SOURCE EXTRACT ::
>> START
JavaScript Structs: Fixed Layout Objects and Some Synchronization Primitives
Stage: 1
Author: Shu-yu Guo (@syg)
Champion: Shu-yu Guo (@syg), Ron Buckton (@rbuckton), Asumu Takikawa (@takikawa), Keith Miller (@kmiller68)
Introduction
Structs
Structs are declarative sealed objects. There are two kinds of structs: plain structs and shared structs. Plain structs behave as if they were sealed objects. Shared structs have additional restrictions and can be concurrently accessed from different agents.
All structs have the following properties:
- Opaque storage like plain objects. Not aliasable via
ArrayBuffer
orSharedArrayBuffer
. - Instances have all fields initialized in one shot, then sealed. The engine must be able to fix a layout that is unchanging. This implies that all superclasses must also be structs.
- Transitively immutable [[Prototype]] slot. A struct instance's [[Prototype]] slot is immutable, as are the [[Prototype]] slot of every object on its prototype chain.
Shared structs have the following additional properties:
- Only data fields are allowed. Getters, setters, and methods are disallowed.
- All superclasses must be shared structs.
- Shared structs only reference other primitives or shared objects.
>> END
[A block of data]
>> START
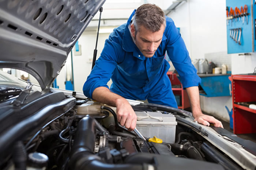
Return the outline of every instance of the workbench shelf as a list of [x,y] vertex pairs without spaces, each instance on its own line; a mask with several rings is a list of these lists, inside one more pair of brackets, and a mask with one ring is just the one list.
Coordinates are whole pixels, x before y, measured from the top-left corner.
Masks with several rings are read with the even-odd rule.
[[173,94],[176,98],[178,108],[181,109],[184,109],[189,107],[190,103],[188,94],[186,90],[183,89],[182,84],[177,77],[177,74],[173,73],[172,71],[168,71],[167,72],[167,75],[173,87],[172,89]]
[[238,102],[256,102],[256,75],[231,75],[234,133],[256,133],[256,110]]
[[239,108],[243,110],[246,110],[250,112],[252,112],[252,113],[256,114],[256,110],[247,107],[245,106],[244,106],[240,105],[239,104],[237,104],[234,103],[234,106],[235,107],[237,107],[238,108]]

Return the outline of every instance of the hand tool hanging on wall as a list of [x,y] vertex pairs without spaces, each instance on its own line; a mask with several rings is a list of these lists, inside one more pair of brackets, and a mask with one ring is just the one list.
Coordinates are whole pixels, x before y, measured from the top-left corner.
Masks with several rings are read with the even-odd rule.
[[227,12],[227,25],[229,25],[229,7],[226,7],[226,11]]
[[[241,6],[241,12],[242,13],[242,16],[243,17],[243,24],[244,24],[244,14],[242,6]],[[241,18],[241,19],[242,19],[242,18]]]
[[239,9],[239,8],[237,8],[237,11],[238,11],[238,14],[239,15],[238,16],[238,19],[239,19],[239,21],[240,21],[240,17],[241,17],[241,12],[240,11],[240,9]]
[[235,8],[235,12],[236,12],[236,19],[237,22],[237,18],[238,17],[238,8],[237,8],[237,7],[236,7]]
[[233,37],[232,37],[232,38],[233,38],[234,40],[235,40],[235,37],[236,37],[236,34],[237,30],[236,29],[234,29],[234,35],[233,35]]
[[233,29],[230,29],[230,32],[229,33],[229,36],[231,37],[231,34],[232,34],[232,33],[233,32]]
[[232,13],[232,11],[233,10],[233,9],[232,9],[232,7],[230,8],[230,10],[229,11],[229,17],[230,17],[231,19],[231,21],[230,22],[231,22],[231,26],[232,26],[232,15],[233,15],[233,13]]
[[238,29],[238,28],[236,29],[236,30],[237,31],[237,34],[236,35],[236,39],[235,39],[235,41],[236,41],[236,43],[237,43],[237,42],[238,42],[237,37],[238,37],[238,33],[239,30]]
[[247,24],[248,24],[248,13],[247,13],[247,12],[248,12],[248,7],[247,7],[247,5],[244,5],[244,13],[245,13],[245,15],[246,15],[246,23]]
[[242,28],[239,28],[239,37],[238,38],[238,44],[241,45],[241,35],[242,34]]
[[[230,8],[230,10],[231,10],[231,8]],[[231,9],[232,11],[231,11],[231,12],[232,13],[232,15],[233,16],[233,21],[235,21],[235,11],[234,11],[234,9]]]

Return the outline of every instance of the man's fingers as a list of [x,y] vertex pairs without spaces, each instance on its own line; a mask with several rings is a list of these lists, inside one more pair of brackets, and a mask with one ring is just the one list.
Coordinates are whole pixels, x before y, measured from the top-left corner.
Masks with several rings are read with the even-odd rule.
[[131,127],[130,129],[132,130],[134,130],[135,127],[136,127],[136,123],[137,122],[137,118],[135,118],[132,120],[132,123],[131,124]]
[[125,123],[125,122],[126,122],[126,119],[127,118],[127,115],[123,115],[121,116],[121,120],[120,121],[120,124],[121,126],[124,126]]
[[125,122],[125,127],[128,129],[130,129],[131,127],[131,124],[132,123],[132,118],[131,117],[131,116],[128,116],[127,118],[126,119],[126,121]]
[[203,124],[204,125],[207,126],[210,126],[210,123],[208,122],[207,121],[204,120],[202,118],[200,118],[197,120],[197,121],[199,123],[202,124]]

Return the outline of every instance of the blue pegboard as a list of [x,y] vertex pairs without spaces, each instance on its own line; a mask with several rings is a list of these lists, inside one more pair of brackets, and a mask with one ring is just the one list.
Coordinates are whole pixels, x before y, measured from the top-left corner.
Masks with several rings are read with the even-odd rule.
[[[229,20],[229,23],[227,25],[227,53],[240,53],[253,52],[255,51],[255,45],[253,46],[254,43],[254,36],[252,33],[253,25],[254,22],[252,21],[252,8],[253,7],[251,4],[251,0],[226,0],[226,6],[229,7],[229,11],[230,7],[235,10],[236,7],[241,10],[241,6],[244,7],[245,5],[247,5],[248,7],[248,12],[250,15],[248,16],[248,24],[246,23],[246,16],[245,17],[244,23],[242,24],[242,20],[239,21],[238,19],[237,21],[236,19],[232,20],[232,24],[231,25],[231,20]],[[255,5],[253,5],[253,6]],[[253,7],[253,8],[255,7]],[[242,34],[241,35],[241,44],[238,44],[238,43],[236,43],[230,36],[230,29],[242,28]],[[255,43],[254,43],[255,44]]]

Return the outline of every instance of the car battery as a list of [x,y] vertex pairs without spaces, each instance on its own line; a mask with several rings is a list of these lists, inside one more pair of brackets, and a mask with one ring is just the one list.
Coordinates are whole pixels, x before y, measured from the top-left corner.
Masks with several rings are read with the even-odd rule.
[[161,112],[136,111],[135,113],[136,127],[142,135],[147,138],[155,136],[163,142],[174,143],[177,122],[174,115]]

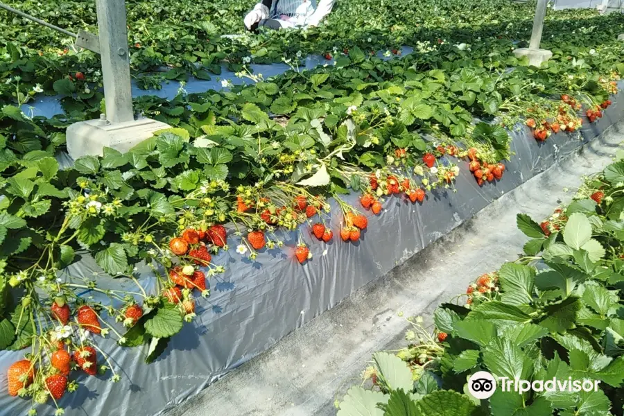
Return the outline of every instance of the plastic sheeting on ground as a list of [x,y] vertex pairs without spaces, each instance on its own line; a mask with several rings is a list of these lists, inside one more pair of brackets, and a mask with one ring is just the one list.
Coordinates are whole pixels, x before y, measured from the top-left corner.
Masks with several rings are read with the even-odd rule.
[[[619,87],[624,87],[624,82]],[[67,394],[60,406],[65,408],[67,416],[148,416],[158,415],[198,394],[359,288],[418,255],[425,246],[494,199],[599,137],[624,117],[624,93],[618,94],[613,102],[598,122],[589,124],[585,119],[578,133],[553,135],[543,143],[533,139],[528,128],[518,126],[509,132],[514,155],[505,164],[507,169],[501,181],[479,187],[467,162],[460,161],[456,192],[430,192],[422,205],[413,205],[403,196],[389,198],[382,213],[370,218],[362,239],[355,243],[343,243],[338,238],[340,218],[335,214],[339,209],[331,201],[334,215],[331,227],[336,236],[325,244],[302,228],[303,239],[313,256],[304,265],[294,257],[295,232],[281,232],[284,247],[265,248],[254,261],[237,254],[233,249],[220,252],[213,261],[225,266],[226,272],[211,279],[211,296],[197,302],[196,320],[184,325],[155,363],[144,363],[146,347],[122,348],[111,340],[98,337],[98,345],[110,354],[121,381],[108,381],[110,371],[96,376],[74,372],[71,378],[80,383],[80,388]],[[349,195],[345,200],[358,206],[357,196]],[[232,229],[228,241],[230,247],[238,243]],[[131,282],[104,275],[87,254],[70,266],[68,273],[97,277],[98,285],[105,288],[121,286],[133,290]],[[149,270],[144,268],[139,273],[141,282],[148,291],[153,291],[155,280]],[[0,352],[0,373],[5,374],[24,352]],[[8,395],[3,379],[0,415],[25,415],[29,408],[30,401]],[[53,413],[53,408],[48,405],[38,408],[40,415]],[[206,412],[211,413],[211,409]]]

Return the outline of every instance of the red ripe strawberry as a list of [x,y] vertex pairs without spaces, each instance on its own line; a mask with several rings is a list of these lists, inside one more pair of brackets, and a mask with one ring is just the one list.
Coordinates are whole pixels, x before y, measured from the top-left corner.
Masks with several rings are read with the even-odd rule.
[[427,165],[427,167],[433,168],[435,164],[435,156],[431,153],[425,153],[425,155],[422,157],[422,161]]
[[52,302],[52,307],[50,308],[52,312],[52,318],[60,321],[60,322],[67,325],[69,322],[69,316],[71,315],[71,311],[69,310],[69,306],[64,304],[62,306],[59,306],[55,302]]
[[[24,375],[26,379],[24,380]],[[17,396],[18,392],[22,388],[30,385],[35,378],[35,367],[31,365],[28,360],[20,360],[11,364],[7,372],[7,385],[8,393],[11,396]]]
[[128,319],[132,320],[132,325],[137,323],[141,317],[143,316],[143,308],[135,304],[133,305],[130,305],[128,306],[128,309],[125,310],[125,313],[123,314]]
[[99,334],[102,331],[100,327],[100,320],[95,311],[91,309],[91,306],[83,305],[78,309],[77,318],[80,327],[85,330],[92,332],[93,333]]
[[479,276],[479,278],[477,279],[477,285],[478,286],[489,286],[490,282],[489,276],[487,275],[481,275]]
[[325,232],[325,226],[321,224],[320,223],[317,223],[314,225],[312,226],[312,234],[314,234],[317,239],[323,238],[323,234]]
[[373,191],[376,189],[377,187],[379,186],[379,184],[377,182],[377,177],[375,176],[374,173],[370,174],[370,176],[368,178],[368,182],[370,183],[370,187]]
[[593,199],[594,201],[596,201],[596,204],[600,205],[600,202],[603,202],[603,198],[605,198],[605,194],[600,191],[596,191],[596,192],[592,193],[591,196],[590,196],[589,198]]
[[410,189],[410,180],[408,178],[404,179],[401,181],[401,187],[403,188],[404,191],[407,191]]
[[379,201],[375,201],[371,206],[371,209],[372,209],[373,214],[377,215],[378,214],[381,212],[381,202],[380,202]]
[[549,235],[551,235],[551,230],[548,229],[548,225],[551,225],[550,221],[543,221],[539,225],[539,227],[541,227],[541,231],[544,232],[544,234],[545,234],[546,236],[548,236]]
[[302,264],[307,260],[308,254],[309,254],[310,250],[304,244],[297,245],[297,249],[295,250],[295,257],[297,257],[297,259]]
[[308,205],[306,207],[306,216],[311,218],[316,214],[316,207],[314,205]]
[[58,372],[64,376],[69,375],[69,361],[71,357],[69,353],[62,348],[57,349],[50,357],[50,363],[52,367],[58,370]]
[[308,200],[302,195],[295,197],[295,208],[300,211],[305,211],[308,206]]
[[182,272],[182,268],[177,266],[169,270],[169,280],[174,284],[188,288],[191,284],[190,278]]
[[533,137],[538,141],[544,141],[546,138],[546,131],[541,128],[533,130]]
[[351,232],[349,233],[349,238],[352,241],[357,241],[360,239],[360,230],[358,229],[354,229],[351,230]]
[[189,243],[180,238],[175,238],[169,241],[169,248],[176,256],[183,256],[189,251]]
[[360,198],[360,203],[362,204],[362,206],[367,209],[370,208],[370,206],[372,205],[373,202],[374,202],[374,199],[373,199],[372,196],[371,196],[370,193],[365,193],[362,196],[362,198]]
[[177,286],[169,288],[163,291],[162,295],[167,298],[170,303],[179,303],[182,299],[182,291]]
[[195,301],[192,299],[186,299],[182,301],[182,308],[187,314],[195,313]]
[[189,228],[182,233],[182,239],[189,244],[197,244],[199,243],[199,234]]
[[340,239],[343,239],[343,241],[348,241],[349,238],[351,238],[351,231],[348,228],[340,229]]
[[195,272],[193,273],[193,277],[191,278],[191,286],[189,287],[195,288],[200,292],[203,292],[206,290],[206,275],[203,272],[196,270]]
[[213,225],[207,231],[208,240],[217,247],[223,247],[227,243],[225,227],[221,225]]
[[418,188],[416,189],[416,200],[419,202],[422,202],[424,200],[425,191],[422,188]]
[[93,347],[81,347],[74,351],[73,361],[89,376],[98,372],[98,357]]
[[261,231],[252,231],[247,234],[247,239],[255,250],[260,250],[266,242],[264,241],[264,233]]
[[329,243],[331,239],[333,237],[333,233],[329,228],[325,229],[325,232],[323,233],[323,241],[325,243]]
[[356,215],[353,217],[353,225],[360,229],[364,229],[368,226],[368,219],[363,215]]
[[471,172],[474,172],[477,169],[480,169],[481,168],[481,164],[480,164],[476,160],[472,160],[468,164],[468,168],[470,169]]
[[60,374],[50,376],[46,379],[46,387],[55,400],[58,400],[67,390],[67,377]]
[[189,256],[193,259],[196,264],[200,266],[208,266],[212,260],[212,256],[208,252],[205,245],[201,245],[199,248],[193,248],[189,252]]

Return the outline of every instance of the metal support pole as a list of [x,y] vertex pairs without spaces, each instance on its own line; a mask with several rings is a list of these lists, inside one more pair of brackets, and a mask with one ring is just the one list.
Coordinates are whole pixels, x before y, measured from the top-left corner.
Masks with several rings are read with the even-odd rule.
[[106,119],[134,120],[125,0],[96,0]]
[[533,19],[533,31],[531,32],[531,42],[529,49],[539,49],[541,42],[541,30],[544,28],[544,18],[546,16],[547,0],[537,0],[535,17]]

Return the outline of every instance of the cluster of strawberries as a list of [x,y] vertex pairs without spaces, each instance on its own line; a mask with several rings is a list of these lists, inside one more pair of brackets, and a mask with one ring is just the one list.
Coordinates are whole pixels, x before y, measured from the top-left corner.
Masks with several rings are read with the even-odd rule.
[[499,292],[499,274],[497,272],[485,273],[479,276],[475,283],[468,286],[466,294],[466,306],[469,307],[475,297],[489,296]]
[[[169,249],[176,256],[187,256],[197,266],[207,266],[212,260],[212,256],[206,244],[223,248],[227,243],[225,228],[217,224],[206,229],[187,228],[181,236],[169,241]],[[184,295],[181,288],[196,289],[205,296],[208,294],[206,275],[191,265],[176,266],[173,268],[169,271],[169,280],[173,286],[166,288],[162,295],[171,303],[177,304],[181,302],[182,308],[187,315],[195,312],[195,301],[190,297],[190,293]]]
[[[71,318],[71,310],[64,297],[54,299],[51,307],[51,316],[61,325],[67,325]],[[126,320],[132,324],[143,316],[143,309],[136,304],[128,306],[124,312]],[[88,305],[82,305],[76,311],[76,320],[80,328],[93,333],[100,334],[103,329],[97,313]],[[73,367],[89,375],[97,373],[97,354],[95,348],[87,345],[76,347],[73,354],[67,349],[69,341],[52,338],[46,346],[49,364],[37,369],[35,363],[24,359],[14,363],[7,372],[8,393],[11,396],[31,394],[35,402],[44,404],[49,396],[59,400],[68,390],[73,391],[76,385],[69,382],[70,372]],[[35,383],[34,385],[33,383]],[[31,386],[31,385],[33,385]],[[27,391],[26,389],[31,387]]]
[[479,160],[477,150],[470,148],[467,152],[470,163],[468,168],[474,175],[477,184],[480,187],[485,181],[492,182],[494,180],[500,180],[505,173],[505,165],[501,162],[496,164],[487,164]]

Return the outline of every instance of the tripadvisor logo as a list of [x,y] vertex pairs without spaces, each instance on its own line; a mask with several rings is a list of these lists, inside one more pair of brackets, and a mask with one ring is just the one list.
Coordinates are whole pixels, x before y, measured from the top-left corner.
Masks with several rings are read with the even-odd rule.
[[503,392],[517,392],[522,394],[529,390],[534,392],[571,392],[578,393],[596,392],[598,390],[600,381],[598,380],[573,380],[572,377],[560,379],[554,377],[550,380],[520,380],[510,379],[509,377],[499,377],[498,381],[487,371],[479,371],[472,374],[468,379],[468,391],[476,399],[489,399],[496,390],[497,382],[500,383]]

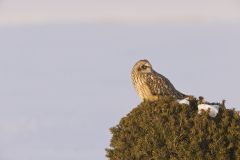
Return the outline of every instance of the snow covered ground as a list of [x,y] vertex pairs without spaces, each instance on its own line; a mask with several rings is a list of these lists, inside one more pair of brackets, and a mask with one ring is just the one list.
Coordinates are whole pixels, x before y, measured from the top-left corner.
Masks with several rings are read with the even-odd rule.
[[140,102],[142,58],[183,93],[238,107],[239,28],[0,28],[0,159],[106,159],[109,128]]

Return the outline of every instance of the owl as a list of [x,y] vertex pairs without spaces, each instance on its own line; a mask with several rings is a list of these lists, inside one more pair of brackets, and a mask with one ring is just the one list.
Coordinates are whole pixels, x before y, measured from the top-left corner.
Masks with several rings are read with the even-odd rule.
[[140,60],[133,66],[131,78],[138,96],[143,101],[156,101],[164,96],[176,99],[187,97],[176,90],[166,77],[154,71],[148,60]]

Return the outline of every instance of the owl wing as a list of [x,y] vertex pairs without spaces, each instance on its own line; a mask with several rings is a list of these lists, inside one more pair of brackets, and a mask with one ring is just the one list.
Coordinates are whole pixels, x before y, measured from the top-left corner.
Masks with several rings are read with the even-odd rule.
[[175,97],[178,92],[166,77],[157,72],[147,75],[147,85],[153,95]]

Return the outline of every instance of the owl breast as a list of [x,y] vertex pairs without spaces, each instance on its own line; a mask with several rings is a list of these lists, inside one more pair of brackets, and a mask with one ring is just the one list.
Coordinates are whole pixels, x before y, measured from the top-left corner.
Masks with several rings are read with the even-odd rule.
[[132,76],[133,84],[137,94],[143,101],[156,101],[158,99],[158,96],[153,95],[150,88],[146,84],[147,76],[145,74],[133,74]]

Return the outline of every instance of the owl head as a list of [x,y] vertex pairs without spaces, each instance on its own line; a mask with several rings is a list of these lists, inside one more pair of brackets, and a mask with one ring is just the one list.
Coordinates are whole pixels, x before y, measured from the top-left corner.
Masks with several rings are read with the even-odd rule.
[[152,65],[151,63],[144,59],[144,60],[139,60],[134,66],[133,66],[133,71],[138,72],[138,73],[150,73],[152,72]]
>> END
WHAT IS NEEDED :: Transcribe the passage of the structs proposal above that begins with the words containing "All structs have" and ends with "its prototype chain.".

EXERCISE ANSWER ::
All structs have the following properties:
- Opaque storage like plain objects. Not aliasable via
ArrayBuffer
orSharedArrayBuffer
. - Instances have all fields initialized in one shot, then sealed. The engine must be able to fix a layout that is unchanging. This implies that all superclasses must also be structs.
- Transitively immutable [[Prototype]] slot. A struct instance's [[Prototype]] slot is immutable, as are the [[Prototype]] slot of every object on its prototype chain.